EXTRAIT DE TEXTE =>
★ ★ ★ ★

La stratégie de cybersécurité de l’UE déplore un retard de l'Europe à l'heure des tensions géopolitiques croissantes et au moment où la criminalité numérique est galopante

 


securiteinterieure.fr revient sur la nouvelle stratégie de cybersécurité de l’UE. La situation qui y est dépeinte n'est pas reluisante : l'Europe est à la traine au moment des rivalités géopolitiques entre la Chine et les Etats-Unis et du développement exponentiel de la cybercriminalité.
Bon nombre d'entreprises sont mal outillées et mal préparées en matière de cybersécurité et beaucoup de postes de professionnels dans ce domaine restent à pourvoir.
Mais il y a plus grave. : il n'existe toujours pas de panorama global des cybermenaces faute d'échange approprié d'informations entre Etats membres, de même qu'entre autorités publiques et secteur privé.  Quant à une réponse coordonnée en cas de cyberincident transfrontière de portée majeure, elle est encore à l'état de gestation. 


De quoi parle-ton ?


La nouvelle stratégie de cybersécurité de l’UE pour la décennie numérique constitue un élément clé :

  • de la stratégie «Façonner l’avenir numérique de l’Europe»,
  • du plan de relance pour l’Europe de la Commission,
  • de la stratégie pour l’union de la sécurité 2020-2025,
  • de la stratégie globale pour la politique étrangère et de sécurité de l’UE
  • du programme stratégique 2019-2024 du Conseil européen.


Elle :

  • expose la manière dont l’UE protégera ses citoyens, ses entreprises et ses institutions contre les cybermenaces,
  • vise à  progresser la coopération internationale.

Elle considère que l’UE à ce propos devrait fixer des normes pour des solutions mondiales et des normes de cybersécurité pour les services essentiels et les infrastructures critiques, ainsi que pour la mise au point et l’application de nouvelles technologies.


Quels sont les 3 axes de la stratégie ?

  • Cette stratégie vise à garantir un internet ouvert et mondial doté de solides garde-fous pour faire face aux risques pour la sécurité et les libertés et droits fondamentaux des citoyens en Europe.
  • Ensuite, cette stratégie vise par la mise en œuvre intégrale des outils réglementaires, la mobilisation et la coopération, à aider les États membres à défendre leurs citoyens, ainsi que leurs intérêts économiques et nationaux en matière de sécurité, dans le plein respect des libertés et droits fondamentaux et de l’état de droit.
  • Enfin, cette stratégie vise à promouvoir une collaboration entre l’UE les pays tiers, les organisations internationales et la communauté pluripartite. Il s’agit d’élaborer et de mettre en œuvre une politique internationale cohérente et globale relative au cyberespace. La stratégie rappelle que l’UE, en tant que bloc économique et commercial fort, fondé sur des valeurs démocratiques essentielles, le respect de l’état de droit et des droits fondamentaux, occupe aussi une position unique pour jouer un rôle moteur dans la définition et la promotion de normes et règles internationales.

★ ★ ★ ★

DONNÉES EXTRAITES =>
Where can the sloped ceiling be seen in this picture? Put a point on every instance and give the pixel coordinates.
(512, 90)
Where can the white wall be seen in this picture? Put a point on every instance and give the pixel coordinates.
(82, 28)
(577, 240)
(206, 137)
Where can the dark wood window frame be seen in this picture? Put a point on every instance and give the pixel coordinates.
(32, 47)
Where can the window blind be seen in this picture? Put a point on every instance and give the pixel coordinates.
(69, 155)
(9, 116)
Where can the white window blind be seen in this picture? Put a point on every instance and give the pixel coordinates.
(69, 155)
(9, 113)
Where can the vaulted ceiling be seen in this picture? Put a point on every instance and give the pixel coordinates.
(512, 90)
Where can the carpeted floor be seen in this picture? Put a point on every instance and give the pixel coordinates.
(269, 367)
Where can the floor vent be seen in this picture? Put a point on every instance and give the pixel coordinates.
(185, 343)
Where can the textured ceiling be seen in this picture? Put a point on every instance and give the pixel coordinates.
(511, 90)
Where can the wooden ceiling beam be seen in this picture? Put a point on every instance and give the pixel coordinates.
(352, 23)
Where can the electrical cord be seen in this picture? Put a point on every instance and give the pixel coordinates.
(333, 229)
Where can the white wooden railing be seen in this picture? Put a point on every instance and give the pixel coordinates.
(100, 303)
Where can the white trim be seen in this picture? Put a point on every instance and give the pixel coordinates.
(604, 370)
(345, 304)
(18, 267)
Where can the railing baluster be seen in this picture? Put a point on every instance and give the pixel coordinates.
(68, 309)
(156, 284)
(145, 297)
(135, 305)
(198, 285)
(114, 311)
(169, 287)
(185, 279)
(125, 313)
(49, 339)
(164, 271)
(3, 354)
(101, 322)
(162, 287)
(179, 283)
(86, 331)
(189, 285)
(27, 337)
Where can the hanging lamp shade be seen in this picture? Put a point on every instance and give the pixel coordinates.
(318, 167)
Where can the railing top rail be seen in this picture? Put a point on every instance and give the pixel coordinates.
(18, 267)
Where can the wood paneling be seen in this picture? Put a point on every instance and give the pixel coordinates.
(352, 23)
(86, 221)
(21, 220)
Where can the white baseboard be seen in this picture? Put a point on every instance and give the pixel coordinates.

★ ★ ★ ★

CONSIGNES DE TRAVAIL =>
[a] D'après l'extrait sur la stratégie de cybersécurité de l'UE, qu'est-ce qui empêche l'existence d'un panorama global des cybermenaces ?
[b] Extrayez de la liste toutes les lignes où figure le mot "blind".

RÉSULTATS PAR TÂCHE =>
[a] Le manque d'échange approprié d'informations entre États membres, ainsi qu'entre autorités publiques et secteur privé.

[b]
Where can the window blind be seen in this picture? Put a point on every instance and give the pixel coordinates.
Where can the white window blind be seen in this picture? Put a point on every instance and give the pixel coordinates.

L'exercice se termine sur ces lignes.